======== RECORD EXCERPTS

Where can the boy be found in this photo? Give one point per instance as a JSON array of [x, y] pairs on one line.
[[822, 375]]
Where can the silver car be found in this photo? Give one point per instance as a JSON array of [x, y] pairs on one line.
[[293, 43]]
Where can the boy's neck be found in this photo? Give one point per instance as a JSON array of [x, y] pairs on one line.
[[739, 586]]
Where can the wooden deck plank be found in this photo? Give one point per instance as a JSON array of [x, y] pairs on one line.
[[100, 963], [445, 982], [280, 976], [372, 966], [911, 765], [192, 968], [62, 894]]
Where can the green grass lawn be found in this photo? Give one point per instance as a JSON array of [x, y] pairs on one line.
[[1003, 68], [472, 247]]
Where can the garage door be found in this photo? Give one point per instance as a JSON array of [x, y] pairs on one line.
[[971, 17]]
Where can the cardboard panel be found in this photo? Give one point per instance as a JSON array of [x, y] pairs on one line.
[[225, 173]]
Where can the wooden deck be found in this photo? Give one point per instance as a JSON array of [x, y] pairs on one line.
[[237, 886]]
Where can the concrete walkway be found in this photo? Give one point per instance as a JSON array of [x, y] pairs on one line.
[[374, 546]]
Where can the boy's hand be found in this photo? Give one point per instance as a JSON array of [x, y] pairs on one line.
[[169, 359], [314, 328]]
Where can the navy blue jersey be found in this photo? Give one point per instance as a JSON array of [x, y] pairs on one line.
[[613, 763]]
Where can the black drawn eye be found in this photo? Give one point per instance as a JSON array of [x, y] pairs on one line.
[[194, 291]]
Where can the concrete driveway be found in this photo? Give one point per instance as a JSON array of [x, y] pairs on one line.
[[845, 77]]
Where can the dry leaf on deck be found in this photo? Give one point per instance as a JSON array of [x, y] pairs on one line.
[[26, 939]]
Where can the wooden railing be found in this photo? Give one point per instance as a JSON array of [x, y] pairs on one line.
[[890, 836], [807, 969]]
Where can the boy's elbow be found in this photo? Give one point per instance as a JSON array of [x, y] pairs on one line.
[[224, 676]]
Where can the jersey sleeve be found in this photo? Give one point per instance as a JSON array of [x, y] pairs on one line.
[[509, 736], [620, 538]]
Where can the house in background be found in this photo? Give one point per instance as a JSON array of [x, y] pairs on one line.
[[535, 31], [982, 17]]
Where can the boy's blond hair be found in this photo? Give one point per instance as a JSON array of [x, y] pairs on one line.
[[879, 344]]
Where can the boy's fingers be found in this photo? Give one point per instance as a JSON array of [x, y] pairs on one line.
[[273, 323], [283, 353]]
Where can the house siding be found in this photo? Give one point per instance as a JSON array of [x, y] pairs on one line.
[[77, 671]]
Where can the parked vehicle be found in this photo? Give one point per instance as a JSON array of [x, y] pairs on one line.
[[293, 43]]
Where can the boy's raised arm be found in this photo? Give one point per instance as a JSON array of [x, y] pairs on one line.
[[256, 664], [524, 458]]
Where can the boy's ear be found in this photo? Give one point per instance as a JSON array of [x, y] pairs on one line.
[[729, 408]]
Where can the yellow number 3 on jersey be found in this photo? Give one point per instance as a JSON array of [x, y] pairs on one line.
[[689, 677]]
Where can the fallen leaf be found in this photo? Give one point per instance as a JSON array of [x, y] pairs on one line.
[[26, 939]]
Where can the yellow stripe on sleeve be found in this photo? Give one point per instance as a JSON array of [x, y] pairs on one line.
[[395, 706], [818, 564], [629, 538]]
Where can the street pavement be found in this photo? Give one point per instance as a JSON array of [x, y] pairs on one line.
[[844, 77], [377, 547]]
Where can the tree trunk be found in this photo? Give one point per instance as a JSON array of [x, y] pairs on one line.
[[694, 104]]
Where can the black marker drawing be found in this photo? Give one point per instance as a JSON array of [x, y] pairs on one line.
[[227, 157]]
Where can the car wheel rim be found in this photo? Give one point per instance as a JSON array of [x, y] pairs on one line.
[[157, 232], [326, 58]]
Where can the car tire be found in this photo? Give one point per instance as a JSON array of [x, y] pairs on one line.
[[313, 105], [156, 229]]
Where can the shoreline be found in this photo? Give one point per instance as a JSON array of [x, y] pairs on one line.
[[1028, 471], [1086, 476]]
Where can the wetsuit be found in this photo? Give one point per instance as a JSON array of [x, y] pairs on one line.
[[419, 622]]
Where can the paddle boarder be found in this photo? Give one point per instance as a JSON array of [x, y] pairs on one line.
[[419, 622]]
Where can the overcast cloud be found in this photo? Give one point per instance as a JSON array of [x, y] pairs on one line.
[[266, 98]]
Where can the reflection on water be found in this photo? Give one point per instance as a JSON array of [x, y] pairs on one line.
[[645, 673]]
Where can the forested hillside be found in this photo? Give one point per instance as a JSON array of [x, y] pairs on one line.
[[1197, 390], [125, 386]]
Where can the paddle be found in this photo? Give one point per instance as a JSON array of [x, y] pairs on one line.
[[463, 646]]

================

§ EXERCISE AIM:
Multiply every coordinate in the answers by 2.6 and round to whole numbers, with halves going up. Reproduce only the records above, starting with the line with "Where can the jersey" and going on through the line with "[[729, 408]]", keeping all other text in those lines unchanged.

§ THE RESULT:
Where can the jersey sleeve be found in this photo? Give one point per instance as a JSON array of [x, y] pairs on one line.
[[1323, 1914], [1612, 1399]]
Where can the house in background be found in this photo? Give one point per instance as a JSON array of [x, y] pairs on one line.
[[1391, 81], [2553, 44]]
Where can the boy's blond hair be found in this photo? Give one point per instance as a JSON array of [x, y] pairs on one line.
[[2285, 894]]
Where can the boy's fingers be found in this photo? Give one point per instance as a JSON array of [x, y] pairs on one line.
[[710, 840], [736, 918]]
Where can the house siding be found in this photo? Give one point per instance as a JSON array of [x, y] pairs on one line.
[[200, 1745]]
Where can the parked vehicle be found in this photo? Give one point per instance as a JSON array of [x, y] pairs on one line.
[[762, 112]]
Where can the boy's raised arm be found in this photo? Give one point per instance as a JSON array of [x, y] pairs on one line.
[[666, 1726], [1362, 1191]]
Where can the boy's ear be found in this photo? Give one point per instance as a JSON array of [x, y] pairs on one line.
[[1895, 1061]]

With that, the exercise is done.